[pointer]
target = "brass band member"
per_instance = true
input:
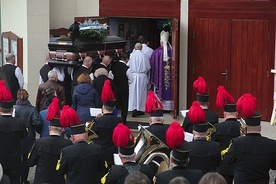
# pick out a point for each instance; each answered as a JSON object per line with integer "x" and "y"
{"x": 204, "y": 154}
{"x": 226, "y": 130}
{"x": 202, "y": 96}
{"x": 124, "y": 139}
{"x": 253, "y": 154}
{"x": 82, "y": 162}
{"x": 179, "y": 158}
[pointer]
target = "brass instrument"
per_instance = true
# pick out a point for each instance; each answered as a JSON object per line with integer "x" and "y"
{"x": 91, "y": 133}
{"x": 146, "y": 146}
{"x": 242, "y": 128}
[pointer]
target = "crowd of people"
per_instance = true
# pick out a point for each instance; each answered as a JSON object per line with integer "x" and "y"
{"x": 75, "y": 147}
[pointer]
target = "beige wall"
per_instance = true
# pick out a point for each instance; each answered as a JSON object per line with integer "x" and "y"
{"x": 34, "y": 18}
{"x": 28, "y": 19}
{"x": 71, "y": 9}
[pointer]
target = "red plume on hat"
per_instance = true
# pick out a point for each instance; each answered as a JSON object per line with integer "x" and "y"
{"x": 68, "y": 116}
{"x": 174, "y": 135}
{"x": 107, "y": 92}
{"x": 5, "y": 92}
{"x": 53, "y": 109}
{"x": 196, "y": 114}
{"x": 152, "y": 102}
{"x": 223, "y": 97}
{"x": 246, "y": 105}
{"x": 122, "y": 135}
{"x": 201, "y": 86}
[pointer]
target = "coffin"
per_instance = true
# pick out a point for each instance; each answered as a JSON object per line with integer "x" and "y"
{"x": 64, "y": 51}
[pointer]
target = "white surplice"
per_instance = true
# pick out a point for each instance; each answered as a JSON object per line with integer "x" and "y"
{"x": 139, "y": 66}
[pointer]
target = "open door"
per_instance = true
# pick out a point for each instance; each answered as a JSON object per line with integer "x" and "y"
{"x": 175, "y": 67}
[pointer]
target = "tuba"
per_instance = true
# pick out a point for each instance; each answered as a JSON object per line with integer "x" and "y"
{"x": 91, "y": 134}
{"x": 147, "y": 146}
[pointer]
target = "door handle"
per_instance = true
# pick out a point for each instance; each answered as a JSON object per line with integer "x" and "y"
{"x": 225, "y": 74}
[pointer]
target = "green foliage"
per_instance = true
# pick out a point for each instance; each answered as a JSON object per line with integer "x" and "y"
{"x": 97, "y": 35}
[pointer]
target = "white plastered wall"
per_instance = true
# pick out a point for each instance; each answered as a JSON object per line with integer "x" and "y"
{"x": 34, "y": 18}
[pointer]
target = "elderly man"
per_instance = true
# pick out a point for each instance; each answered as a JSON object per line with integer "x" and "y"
{"x": 13, "y": 75}
{"x": 84, "y": 68}
{"x": 51, "y": 83}
{"x": 139, "y": 66}
{"x": 253, "y": 154}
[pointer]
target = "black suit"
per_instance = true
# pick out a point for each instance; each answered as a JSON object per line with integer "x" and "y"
{"x": 225, "y": 132}
{"x": 253, "y": 156}
{"x": 118, "y": 173}
{"x": 119, "y": 70}
{"x": 211, "y": 117}
{"x": 45, "y": 154}
{"x": 204, "y": 155}
{"x": 103, "y": 126}
{"x": 12, "y": 131}
{"x": 82, "y": 163}
{"x": 192, "y": 175}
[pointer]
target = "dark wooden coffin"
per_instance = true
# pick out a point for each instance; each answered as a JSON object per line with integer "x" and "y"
{"x": 64, "y": 51}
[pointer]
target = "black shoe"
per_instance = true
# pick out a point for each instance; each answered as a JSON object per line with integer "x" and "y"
{"x": 140, "y": 113}
{"x": 134, "y": 113}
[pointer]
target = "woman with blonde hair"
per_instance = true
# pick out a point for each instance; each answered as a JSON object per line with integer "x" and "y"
{"x": 212, "y": 178}
{"x": 25, "y": 110}
{"x": 84, "y": 97}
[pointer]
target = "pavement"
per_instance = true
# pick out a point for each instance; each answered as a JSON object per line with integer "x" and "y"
{"x": 267, "y": 131}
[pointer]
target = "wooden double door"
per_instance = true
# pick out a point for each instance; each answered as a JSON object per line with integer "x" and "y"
{"x": 234, "y": 53}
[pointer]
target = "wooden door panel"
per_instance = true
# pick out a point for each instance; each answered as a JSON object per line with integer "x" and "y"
{"x": 249, "y": 60}
{"x": 211, "y": 56}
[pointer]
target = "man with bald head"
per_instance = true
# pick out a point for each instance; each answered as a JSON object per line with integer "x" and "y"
{"x": 139, "y": 66}
{"x": 84, "y": 68}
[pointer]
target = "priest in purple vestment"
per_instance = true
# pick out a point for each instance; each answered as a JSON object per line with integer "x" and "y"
{"x": 161, "y": 71}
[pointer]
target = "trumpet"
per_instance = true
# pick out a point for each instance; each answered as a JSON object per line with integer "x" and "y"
{"x": 243, "y": 127}
{"x": 147, "y": 146}
{"x": 91, "y": 134}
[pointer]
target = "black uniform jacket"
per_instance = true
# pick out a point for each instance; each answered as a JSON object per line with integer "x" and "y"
{"x": 82, "y": 163}
{"x": 45, "y": 154}
{"x": 12, "y": 131}
{"x": 118, "y": 173}
{"x": 211, "y": 117}
{"x": 192, "y": 175}
{"x": 225, "y": 132}
{"x": 253, "y": 156}
{"x": 204, "y": 155}
{"x": 103, "y": 126}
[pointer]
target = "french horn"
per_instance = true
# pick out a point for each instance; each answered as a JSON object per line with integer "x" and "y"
{"x": 91, "y": 134}
{"x": 147, "y": 146}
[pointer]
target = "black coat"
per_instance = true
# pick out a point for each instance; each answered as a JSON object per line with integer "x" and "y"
{"x": 32, "y": 121}
{"x": 211, "y": 117}
{"x": 118, "y": 173}
{"x": 82, "y": 163}
{"x": 103, "y": 126}
{"x": 204, "y": 155}
{"x": 45, "y": 154}
{"x": 192, "y": 175}
{"x": 12, "y": 131}
{"x": 225, "y": 132}
{"x": 253, "y": 156}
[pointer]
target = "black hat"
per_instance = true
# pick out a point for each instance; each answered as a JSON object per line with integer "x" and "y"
{"x": 181, "y": 153}
{"x": 128, "y": 150}
{"x": 123, "y": 138}
{"x": 202, "y": 90}
{"x": 55, "y": 122}
{"x": 78, "y": 129}
{"x": 153, "y": 105}
{"x": 254, "y": 120}
{"x": 225, "y": 100}
{"x": 7, "y": 104}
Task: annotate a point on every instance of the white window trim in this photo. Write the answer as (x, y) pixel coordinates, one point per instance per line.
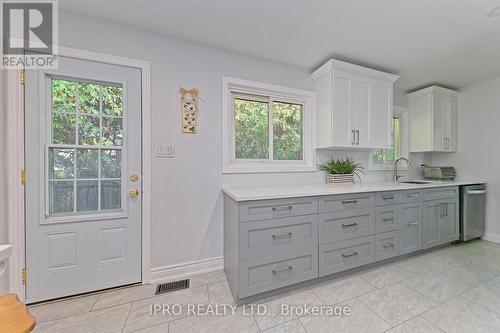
(229, 163)
(403, 114)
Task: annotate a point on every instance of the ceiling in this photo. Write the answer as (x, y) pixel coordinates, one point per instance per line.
(449, 42)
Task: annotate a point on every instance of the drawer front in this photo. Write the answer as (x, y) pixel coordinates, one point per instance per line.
(387, 245)
(266, 273)
(267, 237)
(271, 209)
(335, 203)
(410, 196)
(346, 225)
(340, 256)
(441, 193)
(386, 198)
(387, 219)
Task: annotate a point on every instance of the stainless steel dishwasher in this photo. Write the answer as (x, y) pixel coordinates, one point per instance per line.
(472, 211)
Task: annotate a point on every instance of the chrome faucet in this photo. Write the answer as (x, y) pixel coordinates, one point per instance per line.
(396, 175)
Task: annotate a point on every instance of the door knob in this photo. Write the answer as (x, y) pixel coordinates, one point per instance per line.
(134, 193)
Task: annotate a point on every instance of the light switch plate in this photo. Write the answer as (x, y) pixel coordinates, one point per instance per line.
(165, 151)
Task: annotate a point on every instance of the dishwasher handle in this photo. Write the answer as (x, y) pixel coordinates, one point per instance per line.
(476, 192)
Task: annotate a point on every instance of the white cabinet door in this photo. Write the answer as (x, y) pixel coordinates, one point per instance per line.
(445, 115)
(381, 114)
(361, 112)
(342, 135)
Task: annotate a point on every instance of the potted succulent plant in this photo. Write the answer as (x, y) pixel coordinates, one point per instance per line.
(341, 171)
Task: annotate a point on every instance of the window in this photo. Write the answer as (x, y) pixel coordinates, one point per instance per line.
(384, 158)
(267, 128)
(85, 147)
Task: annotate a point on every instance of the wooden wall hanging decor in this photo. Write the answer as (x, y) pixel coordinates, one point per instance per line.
(189, 110)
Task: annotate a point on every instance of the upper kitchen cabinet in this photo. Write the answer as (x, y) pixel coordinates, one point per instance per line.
(433, 120)
(353, 106)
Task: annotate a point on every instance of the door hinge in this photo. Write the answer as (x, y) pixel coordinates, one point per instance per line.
(23, 177)
(23, 276)
(23, 77)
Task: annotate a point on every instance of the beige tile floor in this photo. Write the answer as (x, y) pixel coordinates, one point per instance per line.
(451, 289)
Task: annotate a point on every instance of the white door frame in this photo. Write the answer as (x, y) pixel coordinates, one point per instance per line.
(15, 162)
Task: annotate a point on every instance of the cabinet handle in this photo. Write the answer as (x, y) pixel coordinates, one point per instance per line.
(282, 209)
(287, 235)
(282, 271)
(349, 201)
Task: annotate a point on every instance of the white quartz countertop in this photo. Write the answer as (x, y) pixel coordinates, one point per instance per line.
(248, 193)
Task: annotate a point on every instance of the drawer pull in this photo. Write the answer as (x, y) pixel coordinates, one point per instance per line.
(349, 201)
(282, 271)
(287, 235)
(282, 209)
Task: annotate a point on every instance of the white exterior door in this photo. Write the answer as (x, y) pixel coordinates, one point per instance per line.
(83, 190)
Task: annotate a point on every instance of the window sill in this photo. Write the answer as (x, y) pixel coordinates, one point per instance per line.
(266, 168)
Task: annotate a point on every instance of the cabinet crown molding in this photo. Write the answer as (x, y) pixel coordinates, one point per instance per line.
(431, 90)
(333, 64)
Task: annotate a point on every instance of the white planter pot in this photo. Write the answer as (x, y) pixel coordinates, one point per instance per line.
(340, 178)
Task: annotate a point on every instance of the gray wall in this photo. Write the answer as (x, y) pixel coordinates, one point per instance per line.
(478, 154)
(3, 195)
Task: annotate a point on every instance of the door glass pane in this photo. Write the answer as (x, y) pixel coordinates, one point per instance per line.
(112, 100)
(89, 98)
(111, 194)
(112, 131)
(287, 131)
(251, 129)
(86, 195)
(111, 163)
(61, 197)
(63, 96)
(63, 128)
(85, 114)
(61, 163)
(88, 130)
(86, 163)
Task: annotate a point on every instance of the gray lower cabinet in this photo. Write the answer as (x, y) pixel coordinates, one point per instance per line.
(270, 244)
(387, 245)
(340, 256)
(410, 227)
(271, 272)
(440, 222)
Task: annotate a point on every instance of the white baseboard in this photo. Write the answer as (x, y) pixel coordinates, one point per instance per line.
(186, 269)
(489, 236)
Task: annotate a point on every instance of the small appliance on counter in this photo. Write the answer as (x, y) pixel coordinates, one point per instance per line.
(472, 211)
(440, 173)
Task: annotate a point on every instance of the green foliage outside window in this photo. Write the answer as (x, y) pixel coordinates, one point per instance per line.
(251, 118)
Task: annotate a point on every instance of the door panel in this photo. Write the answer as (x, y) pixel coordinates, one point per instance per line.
(410, 227)
(83, 232)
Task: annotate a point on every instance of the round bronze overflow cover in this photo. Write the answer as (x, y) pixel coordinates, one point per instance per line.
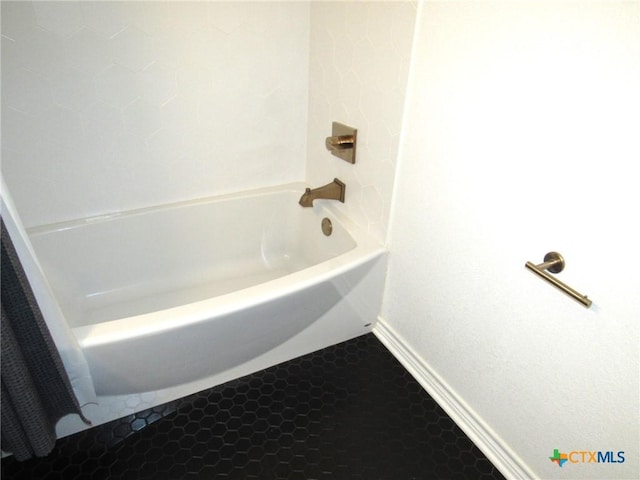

_ _ _ _ _

Exercise aim
The string to find is "brass"; copy every line of the listing that has it.

Response box
target = "brass band member"
target = "brass instrument"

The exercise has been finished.